## ЗАДАНИЕ 1
Какие басни, по их происхождению, названы родственными в тексте страницы о связях греческой литературы с Древним Востоком? Перечислите все.

******************************

Не является исключением и литература греко-римской античности, хотя здесь наши поиски во многом ограничены недостаточной изученностью вопроса, отчасти вызванной инерцией традиционных представлений об исключительности греческой цивилизации. Тем не менее можно определенно утверждать, что во всяком случае формирование греческой культуры и литературы проходило в тесной связи с цивилизациями Древнего Востока. По мере того как умножаются наши сведения о догомеровской, эгейской эпохе истории Греции, обнаруживаются все новые и новые черты ее сходства с древними культурами хеттов, семитов, египтян; и, вероятно, знакомством, контактами, а может быть, в какой-то мере генетической причастностью к этим культурам объясняются и поразительные совпадения в греческой и хеттской мифологиях, и параллельные мотивы в эпосе о Гильгамеше и поэмах Гомера, и известное родство греческих, индийских, вавилонских и египетских басен.

******************************

## ЗАДАНИЕ 2
Выпишите из записей ниже все строки, где встречается строка «dark», с учетом регистра.

## ВЫДЕРЖКИ ИЗ ЗАПИСЕЙ
******************************

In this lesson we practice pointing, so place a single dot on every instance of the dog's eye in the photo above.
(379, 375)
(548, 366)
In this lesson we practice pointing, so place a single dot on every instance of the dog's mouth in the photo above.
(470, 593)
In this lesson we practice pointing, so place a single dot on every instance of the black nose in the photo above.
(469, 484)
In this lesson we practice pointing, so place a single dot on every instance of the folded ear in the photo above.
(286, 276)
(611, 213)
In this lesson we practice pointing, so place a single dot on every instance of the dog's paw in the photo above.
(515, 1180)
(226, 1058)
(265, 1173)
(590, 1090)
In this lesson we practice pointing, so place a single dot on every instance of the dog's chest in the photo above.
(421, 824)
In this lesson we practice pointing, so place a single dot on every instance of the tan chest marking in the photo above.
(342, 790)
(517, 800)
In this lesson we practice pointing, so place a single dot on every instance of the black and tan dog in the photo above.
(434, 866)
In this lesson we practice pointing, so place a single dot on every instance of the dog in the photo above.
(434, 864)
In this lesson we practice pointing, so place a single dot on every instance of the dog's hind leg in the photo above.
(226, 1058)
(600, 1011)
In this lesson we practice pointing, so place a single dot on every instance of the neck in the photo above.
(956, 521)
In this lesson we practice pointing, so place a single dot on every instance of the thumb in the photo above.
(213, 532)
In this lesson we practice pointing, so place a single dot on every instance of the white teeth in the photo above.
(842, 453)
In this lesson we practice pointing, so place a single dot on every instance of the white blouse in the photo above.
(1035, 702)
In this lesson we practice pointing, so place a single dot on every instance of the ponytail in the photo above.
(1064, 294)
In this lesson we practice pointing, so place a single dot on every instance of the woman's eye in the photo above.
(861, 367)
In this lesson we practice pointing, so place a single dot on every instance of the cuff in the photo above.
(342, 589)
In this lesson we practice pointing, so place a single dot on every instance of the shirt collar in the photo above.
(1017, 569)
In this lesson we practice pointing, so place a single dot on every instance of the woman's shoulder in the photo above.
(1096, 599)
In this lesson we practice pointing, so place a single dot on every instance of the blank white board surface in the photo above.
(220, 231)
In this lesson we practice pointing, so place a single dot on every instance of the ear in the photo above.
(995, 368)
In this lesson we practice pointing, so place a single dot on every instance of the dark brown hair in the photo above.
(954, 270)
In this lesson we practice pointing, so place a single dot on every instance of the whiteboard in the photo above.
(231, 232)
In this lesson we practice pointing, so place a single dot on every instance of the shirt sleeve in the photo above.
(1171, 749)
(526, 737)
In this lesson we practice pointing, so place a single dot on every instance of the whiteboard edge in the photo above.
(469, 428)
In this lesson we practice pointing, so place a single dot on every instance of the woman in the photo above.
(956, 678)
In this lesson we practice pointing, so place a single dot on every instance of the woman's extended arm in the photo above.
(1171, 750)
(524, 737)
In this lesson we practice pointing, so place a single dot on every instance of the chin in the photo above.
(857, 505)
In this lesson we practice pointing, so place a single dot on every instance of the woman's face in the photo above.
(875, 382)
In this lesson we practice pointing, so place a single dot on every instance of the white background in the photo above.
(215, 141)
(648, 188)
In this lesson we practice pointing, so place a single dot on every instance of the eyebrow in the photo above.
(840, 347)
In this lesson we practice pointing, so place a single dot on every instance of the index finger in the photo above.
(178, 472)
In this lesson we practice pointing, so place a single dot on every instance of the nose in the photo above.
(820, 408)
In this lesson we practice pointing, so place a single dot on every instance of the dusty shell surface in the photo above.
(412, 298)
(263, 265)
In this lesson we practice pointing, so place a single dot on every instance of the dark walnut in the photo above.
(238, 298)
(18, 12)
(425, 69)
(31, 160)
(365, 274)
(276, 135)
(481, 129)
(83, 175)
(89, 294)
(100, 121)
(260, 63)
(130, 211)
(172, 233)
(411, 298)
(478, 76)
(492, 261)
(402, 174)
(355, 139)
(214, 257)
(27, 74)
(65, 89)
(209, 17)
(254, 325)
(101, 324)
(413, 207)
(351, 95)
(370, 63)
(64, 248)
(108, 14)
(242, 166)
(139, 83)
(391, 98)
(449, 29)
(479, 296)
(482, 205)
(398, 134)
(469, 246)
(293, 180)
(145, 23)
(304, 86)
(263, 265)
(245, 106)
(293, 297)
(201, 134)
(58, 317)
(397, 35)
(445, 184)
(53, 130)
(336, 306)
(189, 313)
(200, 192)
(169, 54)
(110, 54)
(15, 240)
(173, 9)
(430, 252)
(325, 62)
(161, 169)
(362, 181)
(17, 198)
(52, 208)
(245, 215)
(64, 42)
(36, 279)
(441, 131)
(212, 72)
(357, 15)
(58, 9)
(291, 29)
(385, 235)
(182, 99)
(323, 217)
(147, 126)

******************************

## ПИСЬМЕННЫЙ ОТВЕТ 1
Греческие, индийские, вавилонские и египетские.

## ПИСЬМЕННЫЙ ОТВЕТ 2
In this lesson we practice pointing, so place a single dot on every instance of the dark brown hair in the photo above.
In this lesson we practice pointing, so place a single dot on every instance of the dark walnut in the photo above.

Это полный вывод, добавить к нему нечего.